Stored items
══════
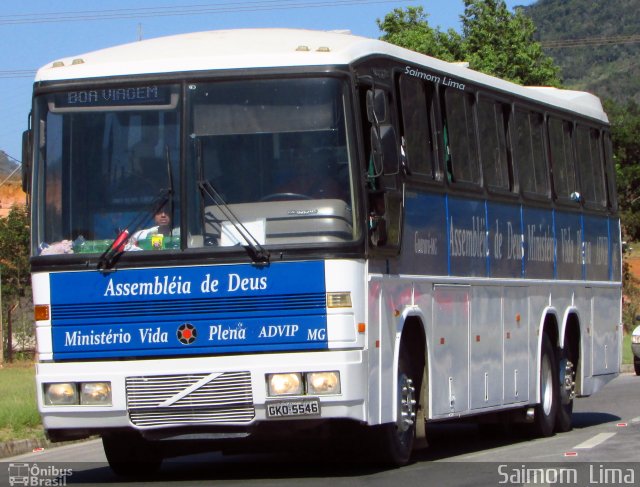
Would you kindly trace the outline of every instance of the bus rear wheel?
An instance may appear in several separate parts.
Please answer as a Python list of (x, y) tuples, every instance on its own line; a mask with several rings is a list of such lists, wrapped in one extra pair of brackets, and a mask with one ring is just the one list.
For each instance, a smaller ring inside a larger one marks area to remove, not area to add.
[(547, 334), (542, 336), (540, 353), (540, 403), (535, 407), (534, 433), (536, 436), (551, 436), (558, 415), (558, 362)]
[[(568, 344), (567, 344), (568, 347)], [(559, 405), (556, 417), (556, 431), (564, 433), (571, 430), (573, 399), (576, 397), (576, 360), (566, 348), (559, 351)]]

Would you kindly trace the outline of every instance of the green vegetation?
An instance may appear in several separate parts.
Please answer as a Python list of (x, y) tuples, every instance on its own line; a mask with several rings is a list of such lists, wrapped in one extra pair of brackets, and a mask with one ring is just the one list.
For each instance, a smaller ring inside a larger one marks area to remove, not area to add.
[(504, 0), (465, 0), (462, 34), (432, 28), (423, 7), (397, 8), (378, 19), (382, 40), (524, 85), (559, 86), (558, 68), (534, 39), (535, 27)]
[[(19, 350), (34, 346), (29, 231), (29, 211), (25, 206), (14, 206), (6, 218), (0, 219), (3, 346), (7, 344), (11, 313), (13, 345)], [(7, 352), (5, 349), (5, 359), (9, 357)]]
[(5, 364), (0, 369), (0, 442), (44, 436), (34, 376), (30, 361)]

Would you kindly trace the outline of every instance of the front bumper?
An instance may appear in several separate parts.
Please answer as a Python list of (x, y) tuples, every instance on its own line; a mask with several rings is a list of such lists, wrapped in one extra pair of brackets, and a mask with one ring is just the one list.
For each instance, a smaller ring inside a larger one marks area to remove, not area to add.
[[(368, 377), (362, 350), (40, 363), (36, 382), (45, 430), (55, 431), (56, 437), (71, 437), (74, 431), (75, 436), (86, 436), (121, 428), (142, 432), (251, 429), (280, 421), (266, 414), (267, 401), (282, 399), (267, 396), (266, 374), (327, 370), (340, 372), (340, 393), (320, 396), (319, 416), (295, 419), (366, 422)], [(67, 381), (111, 381), (112, 405), (45, 406), (42, 384)]]

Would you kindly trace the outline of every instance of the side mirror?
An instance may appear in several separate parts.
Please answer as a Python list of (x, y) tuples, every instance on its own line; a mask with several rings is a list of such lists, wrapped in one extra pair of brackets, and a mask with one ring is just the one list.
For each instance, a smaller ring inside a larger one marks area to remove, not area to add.
[(33, 156), (33, 131), (22, 132), (22, 191), (31, 192), (31, 158)]
[(383, 90), (367, 91), (367, 119), (374, 125), (387, 122), (387, 97)]

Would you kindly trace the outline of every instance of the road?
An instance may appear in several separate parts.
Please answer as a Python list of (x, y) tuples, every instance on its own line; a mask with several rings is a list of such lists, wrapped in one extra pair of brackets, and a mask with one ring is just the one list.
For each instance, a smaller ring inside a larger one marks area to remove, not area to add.
[[(522, 486), (527, 475), (537, 485), (634, 485), (640, 483), (638, 404), (640, 377), (623, 374), (598, 394), (576, 400), (573, 430), (550, 438), (530, 439), (497, 426), (429, 425), (429, 448), (400, 469), (352, 462), (348, 455), (212, 453), (167, 460), (159, 474), (132, 480), (111, 472), (98, 440), (4, 459), (0, 482), (8, 481), (4, 466), (37, 463), (71, 468), (71, 475), (58, 476), (66, 484), (58, 485)], [(49, 473), (59, 472), (41, 477)]]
══════
Give every record again exactly, apart from the pictures, which stay out.

> **Reply**:
Would you kindly trace the outline of every instance of the bus rear wheel?
An instance may appear in several separate parts.
Please answer as a Python list of (x, y) tuples, every instance on its own line; a mask with several rings is a list of such lists, wrapped in one extra pair of brackets, and a mask with one ring is just the one list.
For each instance, a smaller ring inside a larger one marks area to remove, not area to add.
[(547, 334), (542, 336), (540, 353), (540, 403), (535, 407), (534, 433), (536, 436), (551, 436), (558, 415), (558, 362)]
[[(568, 344), (567, 344), (568, 347)], [(559, 405), (556, 417), (556, 431), (564, 433), (571, 430), (573, 399), (576, 397), (576, 360), (566, 348), (559, 351)]]

Would you kindly trace the outline of every instance of the green vegetation?
An instance may appear in several separate parts.
Please answer as a Python list of (x, y) tuples, every instance on its own line; a mask with several rings is a list of such lists, wrapped in one extra pair of brackets, and a mask with one ring is just the one list.
For each instance, a smaller ring inside a larger one marks area to remove, not area to add.
[(504, 0), (465, 0), (462, 34), (432, 28), (423, 7), (397, 8), (378, 19), (382, 40), (524, 85), (559, 86), (558, 68), (534, 39), (535, 27)]
[[(19, 350), (34, 346), (29, 231), (29, 211), (25, 206), (14, 206), (6, 218), (0, 219), (3, 346), (7, 344), (11, 313), (13, 345)], [(7, 352), (5, 349), (5, 359), (9, 357)]]
[(5, 364), (0, 369), (0, 442), (44, 436), (34, 376), (30, 361)]

Would you kindly trace the outline of every instance of the front bumper?
An instance may appear in several separate parts.
Please answer as a Python list of (x, y) tuples, every instance on its own line; a mask with several rings is a list of such lists, wrapped in one extra pair of brackets, and a mask with one ring is just the one list.
For each instance, a smaller ring inside a larger one marks area to remove, not area to add.
[[(368, 377), (362, 350), (40, 363), (36, 382), (45, 430), (55, 431), (56, 437), (71, 437), (74, 431), (75, 436), (86, 436), (121, 428), (142, 432), (251, 429), (280, 421), (266, 414), (267, 401), (282, 399), (267, 396), (266, 374), (327, 370), (340, 372), (340, 393), (320, 396), (319, 416), (295, 419), (366, 422)], [(67, 381), (111, 381), (112, 405), (45, 406), (42, 384)]]

Would you kindly trace the outline of every instance of the side mirror?
An instance may appear in several separate parts.
Please answer as a Python list of (x, y) tuples, every instance on its own line; a mask with several rings is a list of such lists, wrapped in one extra pair of brackets, and a mask with one ring is just the one list.
For each instance, a smaller ring inside a larger one marks area to remove, not area to add.
[(33, 156), (33, 131), (22, 132), (22, 191), (31, 192), (31, 158)]
[(383, 90), (367, 91), (367, 119), (374, 125), (387, 122), (387, 97)]

Would you kindly trace the outline of every instance of the road?
An instance may appear in several separate parts.
Please answer as a Python list of (x, y) tuples, every instance on its own line; a mask with several rings is a list of such lists, wrapped in one extra pair of brackets, and a mask with one ring is just the one list.
For each instance, a smaller ring inside a larger one marks area to remove, not area to add.
[[(522, 486), (527, 475), (537, 485), (634, 485), (640, 483), (638, 404), (640, 377), (623, 374), (598, 394), (576, 400), (573, 430), (550, 438), (530, 439), (497, 426), (429, 425), (429, 448), (400, 469), (352, 462), (348, 455), (212, 453), (167, 460), (159, 474), (132, 480), (111, 472), (98, 440), (4, 459), (0, 482), (8, 481), (4, 466), (37, 463), (71, 468), (71, 475), (58, 476), (66, 484), (58, 485)], [(49, 473), (59, 472), (41, 477)]]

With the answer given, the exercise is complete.